[Point labeling dataset excerpts]
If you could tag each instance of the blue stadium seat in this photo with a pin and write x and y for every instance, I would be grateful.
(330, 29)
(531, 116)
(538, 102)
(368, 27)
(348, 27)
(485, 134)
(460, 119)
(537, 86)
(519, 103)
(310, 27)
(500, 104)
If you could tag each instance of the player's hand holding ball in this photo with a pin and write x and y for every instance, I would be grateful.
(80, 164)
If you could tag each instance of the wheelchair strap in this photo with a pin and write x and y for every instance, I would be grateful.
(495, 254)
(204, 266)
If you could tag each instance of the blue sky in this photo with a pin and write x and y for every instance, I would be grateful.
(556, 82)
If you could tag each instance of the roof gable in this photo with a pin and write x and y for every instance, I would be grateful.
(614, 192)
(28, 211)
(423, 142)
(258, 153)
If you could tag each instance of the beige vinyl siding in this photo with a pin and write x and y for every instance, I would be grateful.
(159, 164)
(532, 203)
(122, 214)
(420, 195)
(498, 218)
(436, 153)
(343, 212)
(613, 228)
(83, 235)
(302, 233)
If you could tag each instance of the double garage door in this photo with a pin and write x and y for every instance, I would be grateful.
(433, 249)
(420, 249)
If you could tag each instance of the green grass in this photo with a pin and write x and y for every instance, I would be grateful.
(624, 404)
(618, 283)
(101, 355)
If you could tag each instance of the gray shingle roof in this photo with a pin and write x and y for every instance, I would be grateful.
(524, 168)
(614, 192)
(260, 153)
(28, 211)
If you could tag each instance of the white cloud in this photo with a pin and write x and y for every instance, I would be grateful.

- EXERCISE AIM:
Each record above should be restated word for word.

- TASK RESULT:
If you could tag each instance of the blue stadium seat in this photo with a pin and write x and y for every instance, I would be grateful.
(330, 29)
(531, 116)
(538, 102)
(368, 27)
(348, 27)
(485, 134)
(460, 119)
(537, 86)
(519, 103)
(310, 27)
(500, 104)
If you could tag each instance of the player's hand holding ball in this photo with a pin and write x and y for every instance, I would be grateful.
(80, 164)
If you could tag each instance of the wheelchair strap in this photo with a pin and write x and y for every instance, I would be grateful.
(495, 254)
(204, 266)
If you could tag each instance of the blue sky in this photo with a pin and write x and y for every instance, I would be grateful.
(556, 82)
If you could tag each instance of the roof gable in this photo with a pin and write x and y for every instance, I would be grateful.
(614, 192)
(28, 211)
(423, 142)
(258, 153)
If you could tag each instance of the beige vinyl siding in this photo with a pin and write x and y for every instance, I would be grateful.
(159, 164)
(532, 203)
(122, 214)
(420, 195)
(498, 218)
(436, 153)
(343, 212)
(613, 228)
(83, 235)
(302, 233)
If you could tag each instance of the double garage door in this photo with a pin and write x and y for every instance, I would be grateful.
(433, 249)
(420, 249)
If you could tag each instance of the green grass in this photo with a pin and write x and y for every instance, I would be grateful.
(624, 404)
(618, 283)
(101, 355)
If you could tag each instance of the gray shingle roof in this photo with a pin and write x and y for every instance, I would be grateful.
(524, 168)
(614, 192)
(260, 153)
(28, 211)
If you could tag each instance of the white cloud in this photo with a pin and write x and y for every instance, I would be grateful.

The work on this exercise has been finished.